- TASK PROMPT:
Gather every line of the data below that contains the word "window" and copy each one as it stands.

Detection data:
>>>
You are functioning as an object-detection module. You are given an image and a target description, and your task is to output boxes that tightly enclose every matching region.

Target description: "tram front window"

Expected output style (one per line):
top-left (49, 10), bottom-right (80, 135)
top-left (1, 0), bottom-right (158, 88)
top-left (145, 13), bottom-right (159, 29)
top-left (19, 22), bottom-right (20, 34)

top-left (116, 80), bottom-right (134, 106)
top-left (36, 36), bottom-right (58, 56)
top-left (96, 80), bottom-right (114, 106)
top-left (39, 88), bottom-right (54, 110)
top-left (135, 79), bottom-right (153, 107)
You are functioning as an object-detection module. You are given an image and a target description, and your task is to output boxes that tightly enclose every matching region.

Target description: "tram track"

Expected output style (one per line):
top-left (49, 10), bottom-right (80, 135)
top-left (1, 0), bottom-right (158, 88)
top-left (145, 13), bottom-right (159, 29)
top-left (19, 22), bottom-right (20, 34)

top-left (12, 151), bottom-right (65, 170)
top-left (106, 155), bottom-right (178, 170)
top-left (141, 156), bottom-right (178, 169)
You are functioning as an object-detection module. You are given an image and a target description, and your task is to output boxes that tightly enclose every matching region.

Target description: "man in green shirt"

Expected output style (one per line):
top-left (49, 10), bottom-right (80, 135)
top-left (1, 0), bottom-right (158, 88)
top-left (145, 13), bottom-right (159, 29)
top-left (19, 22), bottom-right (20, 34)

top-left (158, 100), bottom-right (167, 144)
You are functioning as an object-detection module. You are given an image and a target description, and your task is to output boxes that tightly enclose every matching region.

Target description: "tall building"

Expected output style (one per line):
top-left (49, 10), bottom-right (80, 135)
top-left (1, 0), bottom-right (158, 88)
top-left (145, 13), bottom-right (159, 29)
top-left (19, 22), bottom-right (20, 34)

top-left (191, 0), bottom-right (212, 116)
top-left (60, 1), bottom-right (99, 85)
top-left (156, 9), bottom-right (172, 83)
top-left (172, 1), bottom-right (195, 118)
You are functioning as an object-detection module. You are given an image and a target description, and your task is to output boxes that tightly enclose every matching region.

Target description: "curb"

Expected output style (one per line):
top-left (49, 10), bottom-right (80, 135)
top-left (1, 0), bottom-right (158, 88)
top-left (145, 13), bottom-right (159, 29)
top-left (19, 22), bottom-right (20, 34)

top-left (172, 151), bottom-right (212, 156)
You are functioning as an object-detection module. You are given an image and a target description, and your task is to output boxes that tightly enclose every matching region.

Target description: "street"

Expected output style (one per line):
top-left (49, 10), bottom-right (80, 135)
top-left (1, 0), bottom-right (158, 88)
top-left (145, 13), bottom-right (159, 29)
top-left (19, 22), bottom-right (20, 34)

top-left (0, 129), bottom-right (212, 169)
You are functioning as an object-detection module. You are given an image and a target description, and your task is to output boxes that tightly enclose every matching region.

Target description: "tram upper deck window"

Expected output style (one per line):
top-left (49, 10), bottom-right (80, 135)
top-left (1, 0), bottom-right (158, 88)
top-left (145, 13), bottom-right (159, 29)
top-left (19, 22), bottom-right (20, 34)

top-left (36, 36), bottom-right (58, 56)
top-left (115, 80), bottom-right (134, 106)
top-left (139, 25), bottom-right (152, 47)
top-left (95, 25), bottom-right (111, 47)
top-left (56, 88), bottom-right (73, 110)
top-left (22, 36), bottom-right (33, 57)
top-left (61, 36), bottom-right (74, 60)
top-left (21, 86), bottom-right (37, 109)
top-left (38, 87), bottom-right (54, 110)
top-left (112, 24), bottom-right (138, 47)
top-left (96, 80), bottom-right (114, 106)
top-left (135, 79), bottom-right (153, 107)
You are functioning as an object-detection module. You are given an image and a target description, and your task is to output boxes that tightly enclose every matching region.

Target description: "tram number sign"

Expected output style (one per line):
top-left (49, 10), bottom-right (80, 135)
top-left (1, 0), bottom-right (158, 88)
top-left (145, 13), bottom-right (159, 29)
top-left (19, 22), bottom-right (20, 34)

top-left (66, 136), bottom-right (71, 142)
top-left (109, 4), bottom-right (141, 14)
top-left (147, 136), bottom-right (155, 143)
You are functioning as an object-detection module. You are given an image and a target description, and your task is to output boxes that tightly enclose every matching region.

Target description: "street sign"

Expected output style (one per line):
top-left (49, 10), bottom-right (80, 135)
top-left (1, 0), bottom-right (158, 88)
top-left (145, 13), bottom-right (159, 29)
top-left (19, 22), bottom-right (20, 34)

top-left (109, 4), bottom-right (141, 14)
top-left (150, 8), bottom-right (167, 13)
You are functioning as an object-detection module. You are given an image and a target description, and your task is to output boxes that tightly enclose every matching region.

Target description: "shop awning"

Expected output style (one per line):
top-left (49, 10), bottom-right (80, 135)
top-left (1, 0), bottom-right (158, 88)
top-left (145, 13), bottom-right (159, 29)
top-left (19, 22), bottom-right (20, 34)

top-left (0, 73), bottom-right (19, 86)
<<<
- RESPONSE TO THIS EXERCISE:
Target description: "tram front window"
Target description: "tram upper deck window"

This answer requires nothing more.